> What is being asked
Search the records for lines that contain the word "door". Copy them all.
[Opening Material for the task section]
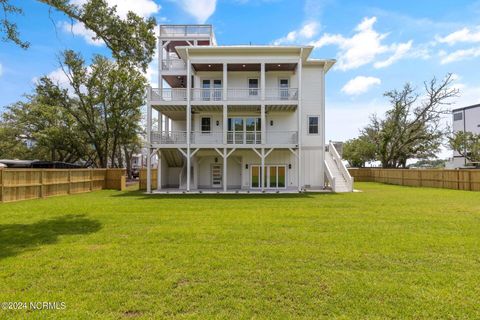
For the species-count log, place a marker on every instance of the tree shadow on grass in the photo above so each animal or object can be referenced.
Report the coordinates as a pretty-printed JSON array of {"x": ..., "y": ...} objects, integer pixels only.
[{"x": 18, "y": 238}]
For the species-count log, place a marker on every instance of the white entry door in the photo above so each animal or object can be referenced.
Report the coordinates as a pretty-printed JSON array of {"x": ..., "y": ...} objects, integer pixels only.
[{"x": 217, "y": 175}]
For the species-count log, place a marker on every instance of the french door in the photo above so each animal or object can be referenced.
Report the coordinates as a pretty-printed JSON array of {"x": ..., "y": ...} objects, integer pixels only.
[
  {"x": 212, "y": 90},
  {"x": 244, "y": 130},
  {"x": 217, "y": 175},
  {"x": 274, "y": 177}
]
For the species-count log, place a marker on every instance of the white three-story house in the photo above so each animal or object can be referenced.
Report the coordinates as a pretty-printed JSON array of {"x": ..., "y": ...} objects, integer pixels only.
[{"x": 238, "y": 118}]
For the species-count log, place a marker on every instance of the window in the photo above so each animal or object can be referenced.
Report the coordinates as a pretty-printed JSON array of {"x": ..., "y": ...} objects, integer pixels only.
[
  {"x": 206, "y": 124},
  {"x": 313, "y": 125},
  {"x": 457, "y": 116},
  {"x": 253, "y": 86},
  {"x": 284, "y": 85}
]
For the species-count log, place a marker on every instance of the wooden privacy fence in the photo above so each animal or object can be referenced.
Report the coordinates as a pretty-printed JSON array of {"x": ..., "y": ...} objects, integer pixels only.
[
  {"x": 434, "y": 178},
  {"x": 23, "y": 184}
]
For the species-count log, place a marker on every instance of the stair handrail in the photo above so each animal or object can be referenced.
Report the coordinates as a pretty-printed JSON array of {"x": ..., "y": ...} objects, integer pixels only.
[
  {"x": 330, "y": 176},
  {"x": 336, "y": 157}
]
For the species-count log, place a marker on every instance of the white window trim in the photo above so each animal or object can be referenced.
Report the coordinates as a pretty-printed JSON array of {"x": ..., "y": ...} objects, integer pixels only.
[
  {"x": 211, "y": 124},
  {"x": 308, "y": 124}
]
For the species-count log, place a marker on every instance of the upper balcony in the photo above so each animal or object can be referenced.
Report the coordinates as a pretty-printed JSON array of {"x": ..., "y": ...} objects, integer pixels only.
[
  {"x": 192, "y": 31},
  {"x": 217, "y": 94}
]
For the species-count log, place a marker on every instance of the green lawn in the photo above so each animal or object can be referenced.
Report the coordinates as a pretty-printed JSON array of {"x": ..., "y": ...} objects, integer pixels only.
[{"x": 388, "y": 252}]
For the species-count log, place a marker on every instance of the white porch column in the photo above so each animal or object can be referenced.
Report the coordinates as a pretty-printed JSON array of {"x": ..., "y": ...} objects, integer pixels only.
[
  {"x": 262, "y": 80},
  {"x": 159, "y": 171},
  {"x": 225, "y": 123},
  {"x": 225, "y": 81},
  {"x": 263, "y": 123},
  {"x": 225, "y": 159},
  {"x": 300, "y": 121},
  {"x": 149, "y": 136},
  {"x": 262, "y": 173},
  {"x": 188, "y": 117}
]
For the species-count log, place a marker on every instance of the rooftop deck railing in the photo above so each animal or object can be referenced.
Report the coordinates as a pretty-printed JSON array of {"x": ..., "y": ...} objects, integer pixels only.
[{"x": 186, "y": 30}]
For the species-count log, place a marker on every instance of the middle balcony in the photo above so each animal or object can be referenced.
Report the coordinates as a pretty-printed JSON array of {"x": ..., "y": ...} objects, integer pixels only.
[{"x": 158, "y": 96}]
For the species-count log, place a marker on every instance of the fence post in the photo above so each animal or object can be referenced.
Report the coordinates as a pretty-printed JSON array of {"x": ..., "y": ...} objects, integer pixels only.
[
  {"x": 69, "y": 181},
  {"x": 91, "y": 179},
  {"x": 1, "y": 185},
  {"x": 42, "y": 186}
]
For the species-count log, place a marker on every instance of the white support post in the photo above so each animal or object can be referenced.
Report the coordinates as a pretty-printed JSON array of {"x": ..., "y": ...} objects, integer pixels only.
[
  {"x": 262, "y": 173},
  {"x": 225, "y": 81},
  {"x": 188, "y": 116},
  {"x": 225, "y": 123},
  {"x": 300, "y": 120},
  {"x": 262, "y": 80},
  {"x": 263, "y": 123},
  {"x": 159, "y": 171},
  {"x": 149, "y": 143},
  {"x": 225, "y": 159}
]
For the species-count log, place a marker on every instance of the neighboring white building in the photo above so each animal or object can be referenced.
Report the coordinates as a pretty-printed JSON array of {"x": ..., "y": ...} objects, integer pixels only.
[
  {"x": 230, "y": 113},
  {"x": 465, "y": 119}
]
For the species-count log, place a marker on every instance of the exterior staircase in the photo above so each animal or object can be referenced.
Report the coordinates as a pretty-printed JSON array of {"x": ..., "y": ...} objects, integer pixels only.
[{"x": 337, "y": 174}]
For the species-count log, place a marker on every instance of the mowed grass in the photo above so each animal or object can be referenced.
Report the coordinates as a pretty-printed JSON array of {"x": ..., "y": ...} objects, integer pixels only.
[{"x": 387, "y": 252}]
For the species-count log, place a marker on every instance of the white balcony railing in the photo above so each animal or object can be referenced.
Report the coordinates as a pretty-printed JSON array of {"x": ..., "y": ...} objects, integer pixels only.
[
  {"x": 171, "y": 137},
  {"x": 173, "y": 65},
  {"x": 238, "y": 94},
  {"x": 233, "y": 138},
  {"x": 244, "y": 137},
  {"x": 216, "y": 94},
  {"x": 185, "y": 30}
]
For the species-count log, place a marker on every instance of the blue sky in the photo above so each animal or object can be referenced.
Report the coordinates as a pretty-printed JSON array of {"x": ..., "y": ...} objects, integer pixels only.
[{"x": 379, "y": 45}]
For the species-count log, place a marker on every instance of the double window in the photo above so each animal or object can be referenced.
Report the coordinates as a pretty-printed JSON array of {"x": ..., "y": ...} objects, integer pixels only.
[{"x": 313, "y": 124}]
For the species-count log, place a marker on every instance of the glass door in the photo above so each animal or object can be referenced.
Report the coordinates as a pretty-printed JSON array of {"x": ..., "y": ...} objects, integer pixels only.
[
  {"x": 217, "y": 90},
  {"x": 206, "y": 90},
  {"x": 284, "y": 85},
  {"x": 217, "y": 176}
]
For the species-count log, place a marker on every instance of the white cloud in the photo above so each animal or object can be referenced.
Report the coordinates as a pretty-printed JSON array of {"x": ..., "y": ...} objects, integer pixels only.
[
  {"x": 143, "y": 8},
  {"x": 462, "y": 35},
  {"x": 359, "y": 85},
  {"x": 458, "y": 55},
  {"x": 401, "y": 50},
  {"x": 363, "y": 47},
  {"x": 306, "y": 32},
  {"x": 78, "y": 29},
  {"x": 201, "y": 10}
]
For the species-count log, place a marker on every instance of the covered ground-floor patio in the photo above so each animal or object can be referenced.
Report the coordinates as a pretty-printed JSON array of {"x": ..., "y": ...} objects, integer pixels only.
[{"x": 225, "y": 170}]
[Closing Material for the task section]
> Result of the task
For the species-count log, place a marker on every instance of the white entry door in the photo above so each animal or object can be referenced.
For the species-count log, place a marker on every instance of the french door in the photo above so each animal or object can be referenced.
For the species-count log, place a marker on every instance of the glass door in the photo above so each animal or object can be referenced.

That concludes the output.